What this task involves:
The following entries should be restated word for word, pictures excluded.

Records shown:
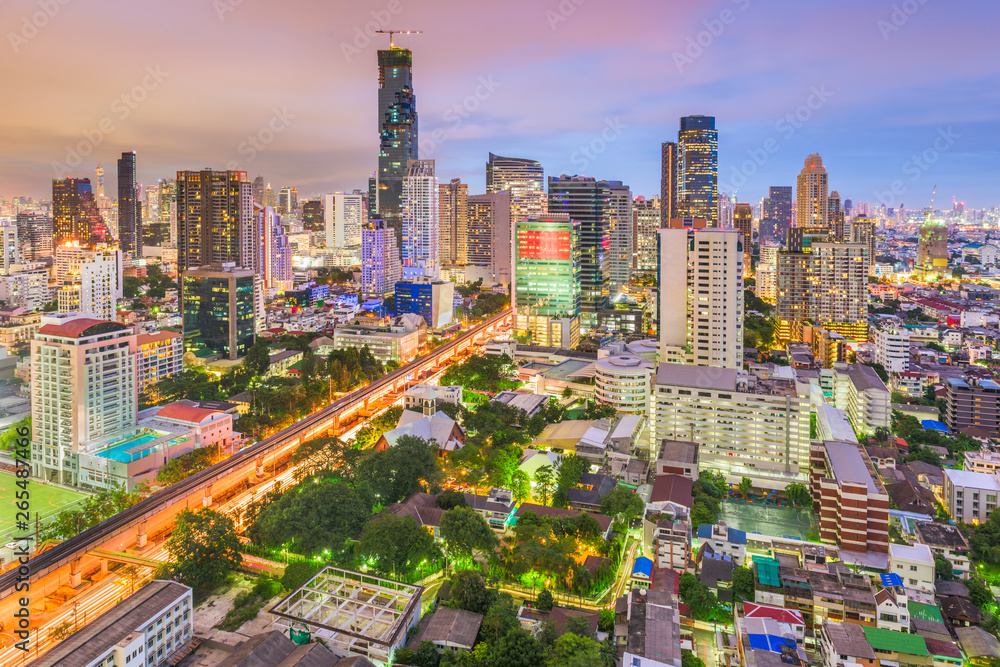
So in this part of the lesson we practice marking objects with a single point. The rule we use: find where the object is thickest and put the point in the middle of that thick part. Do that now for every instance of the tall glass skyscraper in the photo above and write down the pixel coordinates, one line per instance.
(129, 207)
(698, 169)
(777, 213)
(215, 220)
(397, 128)
(547, 274)
(587, 201)
(75, 216)
(525, 181)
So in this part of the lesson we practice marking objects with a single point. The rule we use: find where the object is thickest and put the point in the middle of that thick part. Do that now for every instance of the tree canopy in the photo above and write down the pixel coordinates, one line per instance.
(205, 547)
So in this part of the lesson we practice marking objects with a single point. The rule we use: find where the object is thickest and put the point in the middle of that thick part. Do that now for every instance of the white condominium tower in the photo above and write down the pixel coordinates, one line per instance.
(701, 297)
(420, 247)
(83, 391)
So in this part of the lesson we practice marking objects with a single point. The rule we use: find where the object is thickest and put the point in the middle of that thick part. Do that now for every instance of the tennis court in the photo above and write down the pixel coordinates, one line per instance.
(45, 502)
(771, 520)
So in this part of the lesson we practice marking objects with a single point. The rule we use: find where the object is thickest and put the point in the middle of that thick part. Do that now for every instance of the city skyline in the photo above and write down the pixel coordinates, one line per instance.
(315, 130)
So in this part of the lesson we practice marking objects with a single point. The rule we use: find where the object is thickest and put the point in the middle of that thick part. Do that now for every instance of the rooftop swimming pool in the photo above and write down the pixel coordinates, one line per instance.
(131, 449)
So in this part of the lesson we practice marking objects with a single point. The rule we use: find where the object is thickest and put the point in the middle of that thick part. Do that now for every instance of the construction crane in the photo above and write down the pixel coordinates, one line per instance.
(398, 32)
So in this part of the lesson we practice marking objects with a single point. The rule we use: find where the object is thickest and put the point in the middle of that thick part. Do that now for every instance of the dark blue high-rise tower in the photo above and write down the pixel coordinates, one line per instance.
(397, 127)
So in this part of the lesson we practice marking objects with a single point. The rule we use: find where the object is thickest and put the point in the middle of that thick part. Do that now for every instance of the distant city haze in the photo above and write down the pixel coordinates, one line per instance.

Written answer:
So in this part of the lesson we practice marking objects with a single point. The rule we use: find where the object is thickest and put the point in the middle of that thick part. Do that now for every instance of the tall glass skyscraper in the photo above and write down the pixel coordinates, one line per instance.
(129, 207)
(698, 169)
(777, 213)
(215, 220)
(397, 128)
(547, 274)
(587, 201)
(75, 216)
(525, 181)
So in this part of the lesson we practice marking objects with a single point. The rule we use: find where the object is thickest and put the point in the middle of that thick part. Do that now for every instance of the tree canopy in the photo above and write down the pixel coordinates, one line per instance.
(205, 547)
So in this part of the lesson we practice marking objects with a single point. The rule we use: find where the object is thickest and put the point in the middle of that thick part. Do that now for every instance of the white condominium tower in the photo above and write down the pixel coordinates, one line per instance.
(701, 297)
(420, 247)
(83, 391)
So in this part of the lesson we practice marking objects with a single point. The rule we use: find where the object is thickest and put the point in the middle of that thick part. Do that now for every instance of the tennis court in the photo above and write down the pixel coordinates, one line per instance.
(45, 502)
(771, 520)
So in this part of the lesson we practice marking objects with a single point. The rule we use: find where the object is thickest and put the point in the middle of that thick part. Do that now for every instance of the city skyline in the photo above and write down the pixel coordinates, one line per instance.
(315, 130)
So in this part of the lesson we practice marking objects with a single point. The rule we use: find where the object is thickest and put the point in the middle of that thick part. Do that now for every instance of the rooftop swimming pool in the photo above and write down the pixel coordinates, one line per instance.
(131, 449)
So in this part of the lesson we practice marking objects with a single point. The rule we use: find where the object is thickest and put the point in the middle of that thick part. Do that now for every instance of the construction crane in the photo above and write down the pixel coordinates, one line per instance.
(398, 32)
So in this part of the lesson we practice marking objects with a single point. The rule we use: find where the object is thickest and put the point in the middle of that thick part. Do that now for every instance of the dark blue high-rise tower in the photo above and write down the pixel coordinates, one line per instance.
(397, 127)
So in this part of the lesson we practice marking objects with a single point. The rule we use: find where the object is thickest and put the point in the middle of that thick part. Do that now for every instance of the distant city haze in the photo above and write down the pixel coordinates, one line per instance.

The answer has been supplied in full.